» EXERCISE
Extract each line of the data below exactly as written.

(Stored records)
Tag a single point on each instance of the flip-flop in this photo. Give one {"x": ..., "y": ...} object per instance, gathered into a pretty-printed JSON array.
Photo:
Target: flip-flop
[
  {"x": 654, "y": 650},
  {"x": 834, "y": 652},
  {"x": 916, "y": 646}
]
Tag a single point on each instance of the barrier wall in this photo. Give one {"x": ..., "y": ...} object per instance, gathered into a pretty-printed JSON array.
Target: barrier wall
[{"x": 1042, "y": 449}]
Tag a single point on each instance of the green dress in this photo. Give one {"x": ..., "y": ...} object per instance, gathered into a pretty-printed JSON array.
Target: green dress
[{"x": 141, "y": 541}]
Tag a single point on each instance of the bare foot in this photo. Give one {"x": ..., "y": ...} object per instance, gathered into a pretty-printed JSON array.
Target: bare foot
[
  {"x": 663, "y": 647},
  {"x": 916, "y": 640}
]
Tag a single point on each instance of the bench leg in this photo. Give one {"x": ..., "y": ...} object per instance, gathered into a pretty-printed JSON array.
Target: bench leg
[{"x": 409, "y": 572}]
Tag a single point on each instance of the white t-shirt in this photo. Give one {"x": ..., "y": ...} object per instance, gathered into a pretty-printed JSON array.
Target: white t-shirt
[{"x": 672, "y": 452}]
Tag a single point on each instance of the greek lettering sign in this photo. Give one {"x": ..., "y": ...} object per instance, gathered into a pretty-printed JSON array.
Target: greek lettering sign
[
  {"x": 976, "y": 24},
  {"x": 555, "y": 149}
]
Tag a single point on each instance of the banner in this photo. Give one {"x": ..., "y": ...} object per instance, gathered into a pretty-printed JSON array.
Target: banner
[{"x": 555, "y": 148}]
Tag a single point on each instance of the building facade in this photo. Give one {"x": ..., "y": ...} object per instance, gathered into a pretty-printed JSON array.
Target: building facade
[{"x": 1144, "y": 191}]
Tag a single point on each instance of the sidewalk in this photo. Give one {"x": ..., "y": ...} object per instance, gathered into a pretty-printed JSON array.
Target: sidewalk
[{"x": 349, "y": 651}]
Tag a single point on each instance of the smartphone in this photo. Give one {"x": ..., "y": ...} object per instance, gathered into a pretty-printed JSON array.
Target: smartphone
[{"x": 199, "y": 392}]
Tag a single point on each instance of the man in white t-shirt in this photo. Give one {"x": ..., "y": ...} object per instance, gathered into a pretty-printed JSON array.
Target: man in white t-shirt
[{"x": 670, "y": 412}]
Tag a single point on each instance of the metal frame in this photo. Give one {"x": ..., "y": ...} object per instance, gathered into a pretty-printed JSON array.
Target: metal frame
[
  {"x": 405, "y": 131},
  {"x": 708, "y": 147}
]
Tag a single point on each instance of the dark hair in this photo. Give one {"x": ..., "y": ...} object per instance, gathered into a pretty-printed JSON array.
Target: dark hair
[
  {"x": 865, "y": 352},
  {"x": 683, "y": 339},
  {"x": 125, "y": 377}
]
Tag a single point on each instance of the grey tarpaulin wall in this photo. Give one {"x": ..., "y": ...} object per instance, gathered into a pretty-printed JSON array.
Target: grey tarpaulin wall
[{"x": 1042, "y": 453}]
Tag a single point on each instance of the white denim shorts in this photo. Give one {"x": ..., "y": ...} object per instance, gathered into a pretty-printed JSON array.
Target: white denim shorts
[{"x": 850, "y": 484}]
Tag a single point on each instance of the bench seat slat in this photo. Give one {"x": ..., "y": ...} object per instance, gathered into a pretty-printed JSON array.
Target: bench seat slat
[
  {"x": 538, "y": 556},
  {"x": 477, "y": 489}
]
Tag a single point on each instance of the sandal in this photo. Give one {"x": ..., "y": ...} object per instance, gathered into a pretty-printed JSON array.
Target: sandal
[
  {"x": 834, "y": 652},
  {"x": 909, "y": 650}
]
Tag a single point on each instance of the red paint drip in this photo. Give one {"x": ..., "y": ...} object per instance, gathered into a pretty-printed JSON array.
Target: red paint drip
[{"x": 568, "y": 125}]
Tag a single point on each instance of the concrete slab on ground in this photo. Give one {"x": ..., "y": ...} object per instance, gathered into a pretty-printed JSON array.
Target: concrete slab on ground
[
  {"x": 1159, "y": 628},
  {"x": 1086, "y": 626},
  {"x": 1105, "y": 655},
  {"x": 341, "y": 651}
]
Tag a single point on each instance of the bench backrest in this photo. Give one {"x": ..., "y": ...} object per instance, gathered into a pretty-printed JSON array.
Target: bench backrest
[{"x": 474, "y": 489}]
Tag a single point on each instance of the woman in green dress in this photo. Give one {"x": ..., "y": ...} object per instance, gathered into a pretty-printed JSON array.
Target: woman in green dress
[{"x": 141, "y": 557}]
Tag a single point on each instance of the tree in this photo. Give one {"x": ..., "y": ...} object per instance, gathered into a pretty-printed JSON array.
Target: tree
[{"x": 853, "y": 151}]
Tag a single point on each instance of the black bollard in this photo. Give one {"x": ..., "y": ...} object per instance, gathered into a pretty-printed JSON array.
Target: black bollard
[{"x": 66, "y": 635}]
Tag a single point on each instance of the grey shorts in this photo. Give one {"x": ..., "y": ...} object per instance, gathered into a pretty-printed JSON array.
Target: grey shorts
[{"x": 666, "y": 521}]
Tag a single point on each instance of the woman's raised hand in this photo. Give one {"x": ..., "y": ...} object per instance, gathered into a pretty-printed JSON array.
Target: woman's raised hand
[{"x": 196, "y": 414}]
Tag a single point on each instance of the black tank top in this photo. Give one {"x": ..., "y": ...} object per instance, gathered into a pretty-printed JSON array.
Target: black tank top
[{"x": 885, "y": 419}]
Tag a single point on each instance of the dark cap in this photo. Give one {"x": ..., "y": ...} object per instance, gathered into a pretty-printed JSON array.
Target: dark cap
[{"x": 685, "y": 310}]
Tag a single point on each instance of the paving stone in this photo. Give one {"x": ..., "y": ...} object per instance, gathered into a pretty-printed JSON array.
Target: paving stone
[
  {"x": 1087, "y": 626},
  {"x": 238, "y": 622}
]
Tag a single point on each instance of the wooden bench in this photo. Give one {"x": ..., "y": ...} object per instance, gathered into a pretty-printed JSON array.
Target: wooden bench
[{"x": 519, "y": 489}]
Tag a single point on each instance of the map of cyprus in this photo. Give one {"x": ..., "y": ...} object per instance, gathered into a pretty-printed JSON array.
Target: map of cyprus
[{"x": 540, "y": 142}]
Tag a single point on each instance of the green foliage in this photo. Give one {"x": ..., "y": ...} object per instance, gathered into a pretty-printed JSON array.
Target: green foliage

» COMPLETE ANSWER
Tag a single point on each instance of the flip-flop in this photo. Give one {"x": ..., "y": ...} object per instance, gathered into a pretty-printed JSON array.
Photo:
Target: flip-flop
[
  {"x": 654, "y": 650},
  {"x": 834, "y": 652},
  {"x": 916, "y": 646}
]
Tag a single point on each instance of the barrier wall in this photo. Give one {"x": ..., "y": ...} object per instance, gathered into a pretty-printed JSON array.
Target: barrier wall
[{"x": 1042, "y": 449}]
Tag a single point on each instance of the green dress in this photo. Give one {"x": ..., "y": ...} object per instance, gathered into a pretty-printed JSON array.
Target: green dress
[{"x": 141, "y": 541}]
Tag a single point on each instance of the bare foot in this photo. Give one {"x": ..., "y": ...} object per instance, gathered into a pretty-printed JSON array.
Target: bare foot
[
  {"x": 663, "y": 647},
  {"x": 916, "y": 640}
]
Tag a single point on each instance of the bench leg in this photo. Give one {"x": ..., "y": ...} object per instance, gathered into a pretty-printed JSON array.
Target: bench leg
[{"x": 409, "y": 572}]
Tag a single point on each instance of the white t-shirt in this photo. Give one {"x": ..., "y": ...} object per instance, gathered into a pretty-printed JSON array.
Target: white t-shirt
[{"x": 672, "y": 452}]
Tag a single point on each instance of the greek lettering sign in this photo. Give one {"x": ..., "y": ...} object per instance, gathered into a pretty-printed JSON array.
Target: greek lettering sign
[
  {"x": 976, "y": 24},
  {"x": 555, "y": 149}
]
Tag a single point on each instance of the banner in this photo. Give one {"x": ..., "y": ...} object per instance, gathered into a pretty-printed JSON array.
Target: banner
[{"x": 555, "y": 148}]
Tag a single point on each instance of the building facade in this photo. Give one {"x": ..., "y": ...} object per instance, gathered into a pretty-printed JSON array.
Target: building facade
[{"x": 1144, "y": 191}]
Tag a single point on each instance of the sidewalk in this photo. Give one {"x": ..., "y": ...} object per instance, gathered into a pretty-printed JSON array.
Target: sidewalk
[{"x": 349, "y": 651}]
Tag a single point on each instance of the smartphone in this photo. Give one {"x": ..., "y": ...} object per instance, gathered into a pretty-printed JSON array.
Target: smartphone
[{"x": 199, "y": 392}]
Tag a single point on each instance of the man in white t-shirt in this photo. Give one {"x": ..., "y": ...} object per instance, gathered into a pretty-printed JSON array.
Target: man in white t-shirt
[{"x": 670, "y": 412}]
Tag a single point on each instance of the metal frame in this photo. Give one {"x": ..., "y": ...} object per instance, gathered into a pretty-printed JSON array.
Target: metal frame
[
  {"x": 405, "y": 131},
  {"x": 708, "y": 147}
]
Tag a single point on each instance of the dark hair in this photo. Give one {"x": ..., "y": ...} object per instance, gathered into a pretty-printed JSON array.
Target: dark hair
[
  {"x": 865, "y": 352},
  {"x": 683, "y": 339},
  {"x": 125, "y": 377}
]
Tag a single point on each instance of the grey tarpaulin wall in this photo. Give one {"x": ..., "y": ...} object per instance, gathered into a pretty-printed JSON array.
Target: grey tarpaulin wall
[{"x": 1042, "y": 453}]
Tag a single point on each instance of the white denim shorts in this photo. Give one {"x": ..., "y": ...} object per instance, gathered into a pretty-printed JSON array.
Target: white denim shorts
[{"x": 850, "y": 484}]
Tag a single point on each instance of the bench seat slat in this photo. Give one {"x": ..., "y": ...} object per instance, gathered into a pretty-printed JSON array.
Target: bench seat slat
[
  {"x": 538, "y": 556},
  {"x": 477, "y": 489}
]
Tag a single point on each instance of the sandal in this photo. Give one {"x": ..., "y": ...} object per instance, gathered into a pretty-printed JSON array.
Target: sandal
[
  {"x": 834, "y": 652},
  {"x": 909, "y": 650}
]
Tag a single point on each instance of the red paint drip in this photo. Give one {"x": ..., "y": ...} object per instance, gathered into a pretty-printed JSON array.
Target: red paint drip
[{"x": 568, "y": 125}]
Tag a single point on each instance of the concrete slab on ground in this photo. Give one {"x": ..., "y": ...} object per instance, gathered into a pretty-printed JSON array.
Target: concrete slab on ground
[
  {"x": 1159, "y": 628},
  {"x": 1086, "y": 626},
  {"x": 1105, "y": 655},
  {"x": 341, "y": 651}
]
Tag a single point on each instance of the bench backrest in this photo. Give one {"x": ..., "y": ...} object per instance, gathered into a pretty-printed JSON array.
Target: bench backrest
[{"x": 474, "y": 489}]
Tag a single point on each instance of the woman in green dress in this photo. Give one {"x": ..., "y": ...} object per instance, gathered into a pretty-printed JSON array.
Target: woman in green dress
[{"x": 141, "y": 557}]
Tag a single point on each instance of the tree in this photo. Give one {"x": ..., "y": ...} object per instance, gathered into a pretty-printed JSON array.
Target: tree
[{"x": 853, "y": 151}]
Tag a single point on each instance of the black bollard in this photo. Give one {"x": ..., "y": ...} object per instance, gathered into a pretty-printed JSON array.
Target: black bollard
[{"x": 66, "y": 635}]
Tag a single point on each instance of the grey shorts in this photo. Give one {"x": ..., "y": ...} object per instance, gathered into a pretty-printed JSON array.
Target: grey shorts
[{"x": 666, "y": 521}]
Tag a single point on each instance of the woman's raised hand in this photo. Give one {"x": ..., "y": ...} object per instance, gathered into a pretty-printed JSON array.
Target: woman's raised hand
[{"x": 196, "y": 414}]
Tag a single point on each instance of the black tank top in this photo. Give one {"x": ..., "y": ...} object per instance, gathered into a pretty-printed JSON array.
Target: black tank top
[{"x": 885, "y": 419}]
Tag a single point on each instance of the dark cap in this photo. Give one {"x": ..., "y": ...} object per instance, gathered into a pretty-printed JSON array.
Target: dark cap
[{"x": 685, "y": 310}]
Tag a single point on each instance of the paving stone in this photo. Give one {"x": ..., "y": ...} object per instance, gathered into a pretty-printed JSON array.
Target: paving stone
[
  {"x": 1087, "y": 626},
  {"x": 238, "y": 622}
]
Tag a single point on each instance of the wooden bench in this photo. Give one {"x": ..., "y": ...} object per instance, gathered into a pretty-printed JSON array.
Target: wooden bench
[{"x": 519, "y": 489}]
Tag a single point on each instance of the map of cyprus in this photo. Give one {"x": ..., "y": ...} object per instance, gathered into a pretty-printed JSON array.
Target: map of cyprus
[{"x": 540, "y": 142}]
Tag a single point on each instance of the green foliage in this photo. Give one {"x": ..., "y": ...} object per instance, gathered into a pretty-printed JSON array.
Target: green foliage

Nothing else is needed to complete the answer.